Passage for review
-- Opening Marker --

Many American Indian families have similar stories to tell, he said. But not all are willing to tell them. The wall at the Trickster attracted only about 40 photos, he said, partly due to a reluctance to talk about their service that runs particularly deep among American Indian veterans.

“They really don’t want to come forward for some reason,” Yazzie said.

Studies of American Indian vets from the Vietnam War era have revealed alarming rates of suicide, drug abuse, alcoholism and homelessness, particularly when they returned from war to remote reservations with little access to mental heath care.

One study of Vietnam-era American Indian vets found they were twice as likely to suffer from post-traumatic stress disorder as their white comrades, a reality some researchers attribute to their often deep identification with the indigenous populations they are sent to fight.

-- Closing Marker --

Excerpted data
-- Opening Marker --

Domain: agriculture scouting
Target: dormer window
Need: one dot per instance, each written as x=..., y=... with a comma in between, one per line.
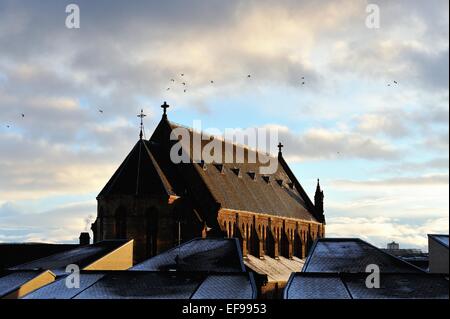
x=236, y=171
x=220, y=168
x=203, y=165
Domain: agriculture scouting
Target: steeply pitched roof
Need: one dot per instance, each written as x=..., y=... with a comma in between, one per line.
x=441, y=239
x=198, y=255
x=139, y=174
x=352, y=255
x=81, y=256
x=353, y=286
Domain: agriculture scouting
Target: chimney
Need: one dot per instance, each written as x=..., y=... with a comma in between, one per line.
x=85, y=239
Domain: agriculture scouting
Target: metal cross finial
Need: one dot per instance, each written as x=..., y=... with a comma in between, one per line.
x=280, y=146
x=142, y=115
x=165, y=106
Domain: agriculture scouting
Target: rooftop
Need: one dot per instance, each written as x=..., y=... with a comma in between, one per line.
x=352, y=255
x=352, y=286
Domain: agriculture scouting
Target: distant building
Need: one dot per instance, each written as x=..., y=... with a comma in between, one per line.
x=337, y=269
x=411, y=255
x=393, y=246
x=438, y=253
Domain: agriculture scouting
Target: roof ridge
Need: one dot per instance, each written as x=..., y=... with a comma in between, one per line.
x=222, y=139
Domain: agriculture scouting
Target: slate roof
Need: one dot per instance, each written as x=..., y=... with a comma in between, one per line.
x=442, y=239
x=352, y=255
x=13, y=280
x=352, y=286
x=315, y=286
x=139, y=174
x=247, y=193
x=276, y=270
x=152, y=285
x=199, y=255
x=12, y=254
x=148, y=170
x=82, y=256
x=59, y=290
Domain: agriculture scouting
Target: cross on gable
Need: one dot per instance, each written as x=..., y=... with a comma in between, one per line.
x=280, y=146
x=141, y=115
x=165, y=106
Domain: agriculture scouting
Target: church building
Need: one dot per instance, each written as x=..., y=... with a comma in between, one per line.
x=160, y=204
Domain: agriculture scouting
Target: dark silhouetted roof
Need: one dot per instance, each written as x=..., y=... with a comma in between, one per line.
x=12, y=254
x=81, y=256
x=245, y=193
x=352, y=286
x=148, y=170
x=199, y=255
x=442, y=239
x=352, y=255
x=13, y=280
x=59, y=290
x=139, y=174
x=315, y=286
x=152, y=285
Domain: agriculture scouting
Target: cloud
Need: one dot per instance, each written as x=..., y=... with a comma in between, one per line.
x=431, y=180
x=62, y=224
x=320, y=143
x=379, y=231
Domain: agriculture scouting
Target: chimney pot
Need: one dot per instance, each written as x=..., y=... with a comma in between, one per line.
x=85, y=239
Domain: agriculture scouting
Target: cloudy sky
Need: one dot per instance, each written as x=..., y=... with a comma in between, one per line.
x=379, y=148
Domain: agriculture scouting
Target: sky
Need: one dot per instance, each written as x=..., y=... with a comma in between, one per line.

-- Closing Marker --

Brief 1
From the passage on American Indian veterans, reproduce the text from "Studies of American" up to and including "sent to fight.".
Brief 2
Decide whether each statement agrees with the passage on American Indian veterans, and answer yes or no, quoting the words from the passage that decide it. (a) The wall at the Trickster drew about 40 photos. (b) One study found that Vietnam-era American Indian vets were three times as likely as their white comrades to suffer from post-traumatic stress disorder. (c) Studies of Vietnam-era American Indian vets have found alarming rates of homelessness.
Work only from the passage on American Indian veterans, without drawing on any other source.

Answer box 1
Studies of American Indian vets from the Vietnam War era have revealed alarming rates of suicide, drug abuse, alcoholism and homelessness, particularly when they returned from war to remote reservations with little access to mental heath care.

One study of Vietnam-era American Indian vets found they were twice as likely to suffer from post-traumatic stress disorder as their white comrades, a reality some researchers attribute to their often deep identification with the indigenous populations they are sent to fight.

Answer box 2
(a) Yes: "The wall at the Trickster attracted only about 40 photos"
(b) No: "they were twice as likely to suffer from post-traumatic stress disorder as their white comrades"
(c) Yes: "have revealed alarming rates of suicide, drug abuse, alcoholism and homelessness"